The data ->

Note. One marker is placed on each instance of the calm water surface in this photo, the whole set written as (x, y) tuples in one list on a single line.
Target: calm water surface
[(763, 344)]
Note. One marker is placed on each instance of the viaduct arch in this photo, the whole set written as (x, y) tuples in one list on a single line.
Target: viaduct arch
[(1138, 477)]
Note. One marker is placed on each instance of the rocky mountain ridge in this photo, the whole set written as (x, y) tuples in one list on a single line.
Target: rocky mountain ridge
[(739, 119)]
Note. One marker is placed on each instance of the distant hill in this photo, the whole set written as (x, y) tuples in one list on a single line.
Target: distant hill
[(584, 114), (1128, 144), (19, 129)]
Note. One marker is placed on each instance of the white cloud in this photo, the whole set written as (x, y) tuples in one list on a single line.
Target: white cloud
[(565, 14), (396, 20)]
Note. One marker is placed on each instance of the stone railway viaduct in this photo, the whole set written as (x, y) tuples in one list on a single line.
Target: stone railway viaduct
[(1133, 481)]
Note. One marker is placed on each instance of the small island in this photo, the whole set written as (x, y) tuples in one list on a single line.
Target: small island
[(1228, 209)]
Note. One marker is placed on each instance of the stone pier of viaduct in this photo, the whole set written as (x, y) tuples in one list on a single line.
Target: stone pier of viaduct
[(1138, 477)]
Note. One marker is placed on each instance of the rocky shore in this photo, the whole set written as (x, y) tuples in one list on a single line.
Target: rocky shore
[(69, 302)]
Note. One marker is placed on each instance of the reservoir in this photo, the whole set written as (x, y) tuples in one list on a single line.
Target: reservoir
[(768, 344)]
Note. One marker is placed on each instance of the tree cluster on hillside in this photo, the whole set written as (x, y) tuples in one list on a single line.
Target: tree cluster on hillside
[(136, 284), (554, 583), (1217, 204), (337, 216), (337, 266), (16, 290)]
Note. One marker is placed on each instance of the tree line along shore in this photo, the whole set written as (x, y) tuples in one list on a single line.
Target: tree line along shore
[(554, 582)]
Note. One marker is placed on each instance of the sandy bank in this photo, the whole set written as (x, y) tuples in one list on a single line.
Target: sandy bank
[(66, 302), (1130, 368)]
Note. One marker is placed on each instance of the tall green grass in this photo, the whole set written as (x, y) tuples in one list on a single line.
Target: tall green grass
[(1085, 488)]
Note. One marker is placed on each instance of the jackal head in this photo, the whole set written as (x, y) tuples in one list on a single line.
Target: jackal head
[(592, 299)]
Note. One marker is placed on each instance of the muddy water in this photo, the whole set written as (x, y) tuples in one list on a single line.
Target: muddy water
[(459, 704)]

The exercise -> Copy every row above word for word, keeping each line in its original order.

Output of the task ->
Note. One marker is placed on each instance of the calm water surface in this photo, the whole set written as (x, y) tuples in one list on a single line.
Target: calm water surface
[(763, 344)]
Note. One marker is placed on each instance of the viaduct arch in this photo, the whole set written as (x, y) tuples in one list on a single line.
Target: viaduct arch
[(1138, 477)]
Note. One marker is placed on each instance of the rocky mountain ridge in this photo, the whole set written as (x, y) tuples in one list on a single line.
Target: rocky mountain ridge
[(739, 119)]
Note. One marker is placed on each instance of the distant hill in this photo, the whole set written as (x, y) tuples in one list on a single line.
Target: distant hill
[(584, 114), (1128, 144), (19, 129)]
Note. One marker is placed on each instance of the white cloud in this photo, the whole set written as (x, y) tuples in one list on a single line.
Target: white cloud
[(565, 14), (396, 20)]
Note. One marker is placed on each instance of the stone railway viaduct in this photo, the whole set written as (x, y) tuples in one list on a single line.
Target: stone railway viaduct
[(1133, 481)]
Note. One marker is placed on each instance of the small island in this photo, the whole set written as (x, y) tuples in one list on a single line.
Target: small island
[(1228, 209)]
Note. One marker is placed on each instance of the stone pier of viaduct in this photo, the whole set written as (x, y) tuples in one list on a single line.
Target: stone pier of viaduct
[(1138, 477)]
Note. One marker is placed on each instance of the rocky shore in this photo, the whole set written as (x, y) tuples in one list on a single line.
Target: rocky shore
[(69, 302)]
Note. One marker is placed on each instance of the reservoir in this photo, the whole set written as (x, y) tuples in one list on a single line.
Target: reservoir
[(768, 344)]
Note. One marker is placed on each instance of the tree cluster on hillside in this photo, the whole set written as (x, y) tuples in one list on a single line.
Target: tree cluster on hillside
[(136, 284), (554, 583), (1217, 204), (337, 216), (337, 266), (16, 290)]
Note. One marker is placed on each instance of the tree line along shore in this photo, the whole set written as (x, y) tuples in one list on a single line.
Target: tree line along shore
[(554, 582)]
Note. One marker is placed on each instance of the sandy bank in this photo, the whole set written as (x, y) tuples in one list on a single line.
Target: sandy bank
[(66, 302), (1130, 368)]
Note. One marker is placed on each instance of the tall green grass in this photo, the whole set written as (x, y) tuples in one list on a single line.
Target: tall green grass
[(1085, 488)]
Note. One marker is placed on each instance of the jackal head in this photo, the whole set written as (x, y) tuples in one list on a single line.
Target: jackal head
[(592, 299)]
Note. One marker is placed on each instance of the muddy water in this photo, the whole set written as (x, y) tuples in one list on a single line.
Target: muddy water
[(459, 704)]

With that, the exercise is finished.